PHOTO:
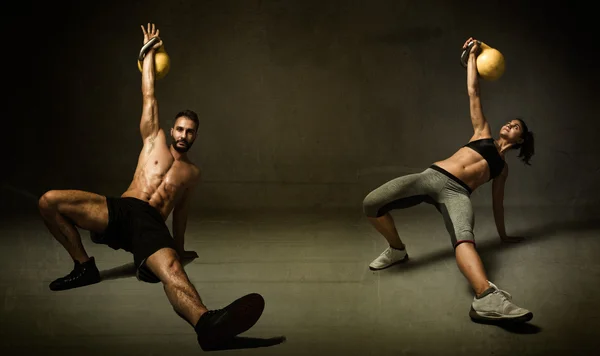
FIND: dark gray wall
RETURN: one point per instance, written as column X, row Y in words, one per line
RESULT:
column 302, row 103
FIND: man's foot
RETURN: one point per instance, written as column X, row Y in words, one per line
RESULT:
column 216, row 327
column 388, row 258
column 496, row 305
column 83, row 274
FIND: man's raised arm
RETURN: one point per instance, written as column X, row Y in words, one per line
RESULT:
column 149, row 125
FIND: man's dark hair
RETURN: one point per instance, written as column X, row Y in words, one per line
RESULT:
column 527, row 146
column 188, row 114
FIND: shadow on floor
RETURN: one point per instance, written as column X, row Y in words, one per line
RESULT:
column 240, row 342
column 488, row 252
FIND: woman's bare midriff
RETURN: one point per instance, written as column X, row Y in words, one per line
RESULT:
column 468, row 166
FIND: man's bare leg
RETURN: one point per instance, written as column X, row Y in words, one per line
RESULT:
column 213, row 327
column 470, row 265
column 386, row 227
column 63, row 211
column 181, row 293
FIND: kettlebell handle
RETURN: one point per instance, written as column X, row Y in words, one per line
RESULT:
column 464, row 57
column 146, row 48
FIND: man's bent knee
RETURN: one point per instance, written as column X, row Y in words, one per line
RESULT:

*-*-*

### [What you should do]
Please convert every line of the entries above into a Markdown table with the columns Line No. and Text, skipping blank lines and leaving out the pictures.

### [Solved exercise]
| Line No. | Text |
|---|---|
| 1 | PHOTO: |
| 2 | FIND: dark gray wall |
| 3 | RETURN: one point per instance, written as column X, row Y in words, one per line |
| 4 | RESULT: |
| 5 | column 302, row 103 |
| 6 | FIND: man's foot |
| 7 | RETURN: one point per instance, written as column X, row Y in words, one per line |
| 8 | RESULT: |
| 9 | column 216, row 327 |
| 10 | column 388, row 258 |
| 11 | column 496, row 305 |
| 12 | column 83, row 274 |
| 13 | FIND: man's raised arm |
| 14 | RETURN: one point per instance, written as column X, row Y in words, one per line |
| 15 | RESULT: |
| 16 | column 149, row 125 |
| 17 | FIND: man's dark hair |
| 18 | RETURN: one point per instance, written as column X, row Y in words, one per line |
| 19 | RESULT: |
| 20 | column 527, row 146 |
| 21 | column 188, row 114 |
| 22 | FIND: shadow on floor |
| 23 | RETURN: one point per instance, written as column X, row Y in words, one per line |
| 24 | RESULT: |
| 25 | column 240, row 342 |
| 26 | column 488, row 252 |
| 27 | FIND: woman's bare midriff |
| 28 | RETURN: one point per instance, written as column X, row Y in words, one per line |
| 29 | RESULT: |
| 30 | column 468, row 166 |
| 31 | FIND: man's bare leg |
| 32 | RETURN: one point per instance, written as column X, row Y in words, one per line |
| 33 | RESULT: |
| 34 | column 213, row 327 |
| 35 | column 470, row 265 |
| 36 | column 386, row 227 |
| 37 | column 63, row 211 |
| 38 | column 181, row 293 |
| 39 | FIND: kettlebell handle |
| 40 | RETURN: one point per instance, written as column X, row Y in words, one per line |
| 41 | RESULT: |
| 42 | column 464, row 57 |
| 43 | column 146, row 48 |
| 44 | FIND: man's bent knee |
| 45 | RETURN: one point per instance, written as column X, row Y in words, one per line |
| 46 | RESULT: |